> [Try it]
Only the lines from the one with "Pinpoint every instance of black" through the end of the data are wanted, copied exactly.

[Opening Dataset section]

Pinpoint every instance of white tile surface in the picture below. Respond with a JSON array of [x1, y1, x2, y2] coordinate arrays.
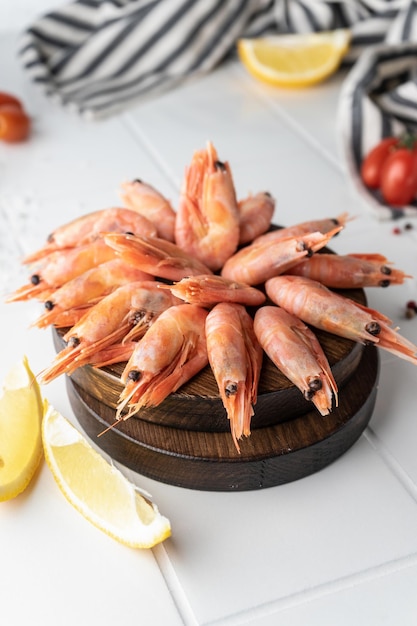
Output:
[[2, 13, 417, 626]]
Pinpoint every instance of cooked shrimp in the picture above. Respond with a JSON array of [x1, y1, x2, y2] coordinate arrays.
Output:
[[111, 304, 208, 423], [252, 212, 351, 247], [104, 232, 212, 281], [221, 227, 342, 285], [39, 281, 180, 383], [6, 238, 117, 302], [238, 191, 275, 245], [287, 253, 411, 288], [254, 306, 337, 416], [32, 259, 153, 329], [265, 275, 417, 365], [175, 141, 240, 271], [22, 207, 157, 264], [206, 303, 263, 452], [120, 179, 176, 242], [159, 275, 266, 307]]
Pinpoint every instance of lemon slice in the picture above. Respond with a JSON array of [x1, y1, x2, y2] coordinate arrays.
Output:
[[42, 403, 171, 548], [0, 356, 44, 502], [237, 29, 351, 88]]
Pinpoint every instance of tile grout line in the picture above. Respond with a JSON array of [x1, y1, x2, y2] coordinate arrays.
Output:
[[204, 551, 417, 626], [363, 425, 417, 504], [229, 63, 346, 176], [120, 114, 182, 195], [153, 543, 200, 626]]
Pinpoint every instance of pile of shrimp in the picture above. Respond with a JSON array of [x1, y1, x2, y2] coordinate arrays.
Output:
[[7, 141, 417, 452]]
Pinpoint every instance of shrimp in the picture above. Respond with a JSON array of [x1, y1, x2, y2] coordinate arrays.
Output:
[[22, 207, 157, 264], [221, 226, 342, 285], [111, 304, 208, 423], [175, 141, 240, 271], [265, 275, 417, 366], [104, 232, 212, 281], [254, 306, 338, 416], [252, 212, 351, 247], [159, 275, 266, 307], [38, 281, 180, 383], [238, 191, 275, 245], [120, 179, 176, 242], [206, 303, 263, 452], [6, 238, 117, 302], [32, 259, 153, 329], [287, 253, 411, 288]]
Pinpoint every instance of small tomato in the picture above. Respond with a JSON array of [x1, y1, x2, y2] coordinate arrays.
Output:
[[360, 137, 399, 189], [0, 105, 31, 143], [0, 91, 24, 110], [380, 147, 417, 207]]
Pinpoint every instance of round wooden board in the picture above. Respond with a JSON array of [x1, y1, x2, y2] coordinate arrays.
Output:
[[66, 345, 379, 491]]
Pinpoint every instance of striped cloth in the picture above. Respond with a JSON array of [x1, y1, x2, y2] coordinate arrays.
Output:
[[19, 1, 417, 217]]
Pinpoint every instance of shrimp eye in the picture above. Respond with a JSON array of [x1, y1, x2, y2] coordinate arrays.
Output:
[[365, 321, 381, 336], [125, 231, 134, 236], [264, 191, 272, 197], [225, 382, 238, 397], [68, 336, 80, 348], [308, 378, 322, 392], [380, 265, 392, 275], [31, 274, 41, 285], [214, 160, 227, 172], [379, 279, 390, 287], [304, 389, 315, 401], [127, 370, 141, 382], [44, 300, 54, 311], [297, 241, 314, 257], [133, 178, 142, 184]]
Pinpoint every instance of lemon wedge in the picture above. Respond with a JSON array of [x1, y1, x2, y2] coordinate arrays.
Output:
[[237, 29, 351, 88], [0, 356, 44, 502], [42, 403, 171, 548]]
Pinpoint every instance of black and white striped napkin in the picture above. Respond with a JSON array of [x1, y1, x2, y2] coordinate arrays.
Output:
[[19, 0, 417, 217]]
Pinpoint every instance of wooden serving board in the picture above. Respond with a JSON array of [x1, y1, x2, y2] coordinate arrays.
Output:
[[66, 345, 379, 491], [51, 254, 379, 491]]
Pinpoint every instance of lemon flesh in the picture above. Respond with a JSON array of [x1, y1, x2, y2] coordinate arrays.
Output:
[[42, 403, 171, 548], [0, 356, 44, 502], [237, 29, 351, 88]]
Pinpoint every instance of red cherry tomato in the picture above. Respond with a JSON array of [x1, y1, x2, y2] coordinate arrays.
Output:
[[0, 91, 24, 110], [380, 147, 417, 207], [360, 137, 399, 189], [0, 105, 31, 143]]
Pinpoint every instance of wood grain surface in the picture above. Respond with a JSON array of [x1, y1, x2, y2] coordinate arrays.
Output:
[[66, 345, 379, 491]]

[Closing Dataset section]

> [Exercise solution]
Pinpoint every instance of black and white striped napkin in the picture above. Respond with a JSON array of [x1, y1, x2, y2] coordinate arrays.
Output:
[[19, 0, 417, 217]]
Pinpoint every instance of wooden serving board in the picture above. Respond with a JSON array of [x1, y1, x2, y2] coordinate arrays.
Output:
[[66, 345, 379, 491], [51, 254, 379, 491]]
Pinpoint every instance of lemon flesh in the picture above. Respond with a JSON array of [x1, y1, x2, y2] coordinate arrays.
Output:
[[42, 403, 171, 548], [0, 356, 44, 502], [237, 29, 351, 88]]
Pinpoint every instance of red cherry tomato in the picture above. Respond with a JSON array of [x1, y1, x2, y2] coordinate arrays.
Output:
[[0, 91, 24, 110], [380, 147, 417, 207], [360, 137, 399, 189], [0, 105, 31, 143]]
Pinpoint every instance of wood grain surface in the picture above. Respond with a JSON array of [x1, y1, x2, y2] coordinate arrays.
Output:
[[66, 345, 379, 491]]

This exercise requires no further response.